## Extracted data
>>>>>

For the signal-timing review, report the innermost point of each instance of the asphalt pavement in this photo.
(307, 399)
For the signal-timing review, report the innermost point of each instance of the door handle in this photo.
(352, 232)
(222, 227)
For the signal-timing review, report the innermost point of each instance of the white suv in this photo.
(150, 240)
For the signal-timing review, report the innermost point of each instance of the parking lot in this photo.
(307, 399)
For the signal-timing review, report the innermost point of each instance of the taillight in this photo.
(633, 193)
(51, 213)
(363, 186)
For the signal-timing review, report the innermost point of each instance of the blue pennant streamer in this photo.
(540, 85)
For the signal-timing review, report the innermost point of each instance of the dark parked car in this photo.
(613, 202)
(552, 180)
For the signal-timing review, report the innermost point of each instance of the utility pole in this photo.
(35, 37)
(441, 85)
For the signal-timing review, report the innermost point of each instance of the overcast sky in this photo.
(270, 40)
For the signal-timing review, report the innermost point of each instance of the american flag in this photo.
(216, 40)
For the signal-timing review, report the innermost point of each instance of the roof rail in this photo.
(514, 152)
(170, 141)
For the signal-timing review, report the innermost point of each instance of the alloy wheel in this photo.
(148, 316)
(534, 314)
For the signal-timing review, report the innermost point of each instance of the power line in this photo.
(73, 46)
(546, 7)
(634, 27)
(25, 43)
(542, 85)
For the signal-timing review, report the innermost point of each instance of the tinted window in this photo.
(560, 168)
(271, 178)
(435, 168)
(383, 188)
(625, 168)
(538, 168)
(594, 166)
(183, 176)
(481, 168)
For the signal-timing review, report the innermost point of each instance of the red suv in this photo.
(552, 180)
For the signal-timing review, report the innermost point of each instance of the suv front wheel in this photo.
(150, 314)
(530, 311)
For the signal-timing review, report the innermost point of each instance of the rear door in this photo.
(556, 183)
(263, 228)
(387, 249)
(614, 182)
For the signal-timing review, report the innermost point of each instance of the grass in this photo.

<<<<<

## What the task requires
Put each line of the material above into a numbered list, leaving out any blank lines.

## Full output
1. For the signal-timing review, report the innermost point of each instance of the asphalt pavement in this photo.
2. (307, 399)
3. For the signal-timing review, report the innermost point of each instance of the door handle in this photo.
4. (352, 232)
5. (222, 227)
6. For the signal-timing review, report the innermost point of each instance of the white suv in this photo.
7. (150, 240)
8. For the signal-timing review, report the innermost point of each instance of the parking lot in this photo.
9. (307, 399)
10. For the signal-timing review, report the innermost point of each instance of the taillight in this photo.
11. (633, 193)
12. (51, 213)
13. (363, 186)
14. For the signal-timing review, report the innermost point of each instance of the blue pennant streamer in this photo.
15. (540, 85)
16. For the signal-timing review, report the innermost point of each instance of the dark parked car in this photo.
17. (613, 202)
18. (552, 180)
19. For the signal-timing review, report the innermost point of each instance of the utility pole in this photo.
20. (35, 37)
21. (441, 85)
22. For the signal-timing review, report the innermost point of each instance of the overcast sky in this photo.
23. (270, 40)
24. For the signal-timing review, report the innermost point of each instance of the american flag in this photo.
25. (216, 40)
26. For the signal-timing review, report the innermost point of each instance of the roof rail in this photo.
27. (514, 152)
28. (170, 141)
29. For the signal-timing review, report the innermost point of each instance of the alloy wheel in this photo.
30. (148, 316)
31. (534, 314)
32. For the signal-timing review, report the innermost point of each instance of the power line in this photo.
33. (73, 46)
34. (546, 7)
35. (634, 27)
36. (25, 43)
37. (542, 85)
38. For the signal-timing review, report the innermost point of each instance of the tinted window in this photo.
39. (560, 168)
40. (271, 178)
41. (435, 168)
42. (383, 188)
43. (625, 168)
44. (538, 168)
45. (594, 166)
46. (183, 176)
47. (481, 168)
48. For the signal-timing review, report the innermost point of each instance of the red suv in this photo.
49. (552, 180)
50. For the signal-timing review, report the innermost point of each instance of the suv front wheel in this photo.
51. (150, 314)
52. (530, 311)
53. For the signal-timing review, report the innermost point of each instance of the rear door in this photo.
54. (556, 183)
55. (263, 228)
56. (387, 249)
57. (614, 182)
58. For the signal-timing review, report the innermost point of each instance of the grass in this photo.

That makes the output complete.